- [PROVIDED TEXT]
Actuation assembly 30 may act to extend blades 116 of the blade assembly 40. In some embodiments, actuation assembly 30 is hydraulic. To actuate the blades 116 into an extended position, fluid is injected through the tool 10. A first portion of the injected fluid enters the bore of the movable member 104 before entering the larger bore of the piston 112. Thereafter, the first portion of fluid passes through a bottom of the housing 15. A second portion of the injected fluid passes through the apertures 106 of the retaining member 102 and may act on the packing seal 114 of the piston 112. Fluid pressure in the housing 15 is increased, thereby moving the movable member 104 downward and compressing the spring 108 against the retaining member 102. In turn, the movable member 104 urges the piston 112 downward, thereby compressing the spring 115. The piston 112 acts on the blades 116, thereby actuating the blades 116 into an extended position. FIG. 1B shows the blades 116 extending toward the inner tubular 50. In this example, a bottom of the piston 112 acts on a shoulder of each blade 116, thereby causing each blade 116 to rotate about its respective pivot point 120. As would be apparent to one of ordinary skill in the art with the benefit of this disclosure, actuation assembly 30 can be other than hydraulic while still being capable of selectively extend blades 116 of the blade assembly 40. For example, actuation assembly 30 could be an electromagnetic device.

- [INFORMATION PROVIDED]
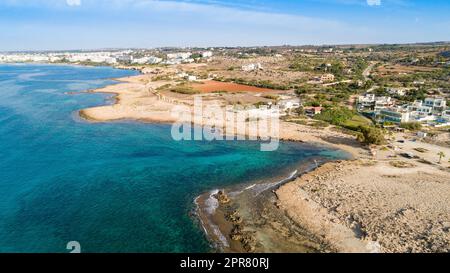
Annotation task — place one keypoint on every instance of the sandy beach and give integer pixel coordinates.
(366, 205)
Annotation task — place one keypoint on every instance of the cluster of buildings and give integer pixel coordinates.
(101, 57)
(186, 57)
(252, 67)
(432, 111)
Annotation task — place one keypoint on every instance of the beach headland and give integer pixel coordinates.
(364, 205)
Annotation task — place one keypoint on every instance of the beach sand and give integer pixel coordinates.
(351, 206)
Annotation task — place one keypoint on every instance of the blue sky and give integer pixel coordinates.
(90, 24)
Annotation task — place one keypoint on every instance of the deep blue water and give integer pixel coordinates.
(114, 187)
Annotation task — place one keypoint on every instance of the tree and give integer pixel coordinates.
(371, 135)
(441, 155)
(412, 126)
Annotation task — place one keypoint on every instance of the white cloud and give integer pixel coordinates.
(374, 2)
(73, 2)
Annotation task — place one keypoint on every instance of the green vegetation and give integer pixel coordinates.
(336, 116)
(371, 135)
(183, 88)
(441, 155)
(412, 126)
(271, 97)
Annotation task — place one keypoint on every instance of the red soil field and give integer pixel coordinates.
(215, 86)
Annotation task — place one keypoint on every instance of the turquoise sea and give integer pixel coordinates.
(113, 187)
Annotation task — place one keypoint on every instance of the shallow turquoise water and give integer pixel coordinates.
(114, 187)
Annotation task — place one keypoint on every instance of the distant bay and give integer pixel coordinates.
(113, 187)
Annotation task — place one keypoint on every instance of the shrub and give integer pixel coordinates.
(412, 126)
(336, 115)
(371, 135)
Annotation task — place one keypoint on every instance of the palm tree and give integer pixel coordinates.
(441, 155)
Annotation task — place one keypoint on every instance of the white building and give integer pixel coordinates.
(373, 103)
(147, 60)
(397, 91)
(207, 54)
(179, 55)
(437, 104)
(252, 67)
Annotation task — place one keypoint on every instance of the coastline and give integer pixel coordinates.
(295, 212)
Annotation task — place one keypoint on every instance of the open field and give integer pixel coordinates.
(216, 86)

- [AIM] In the text on the blade actuation assembly, what non-hydraulic option is given as an example for actuation assembly 30? The items were taken from a different source than the text.

- [FINAL RESULT] An electromagnetic device.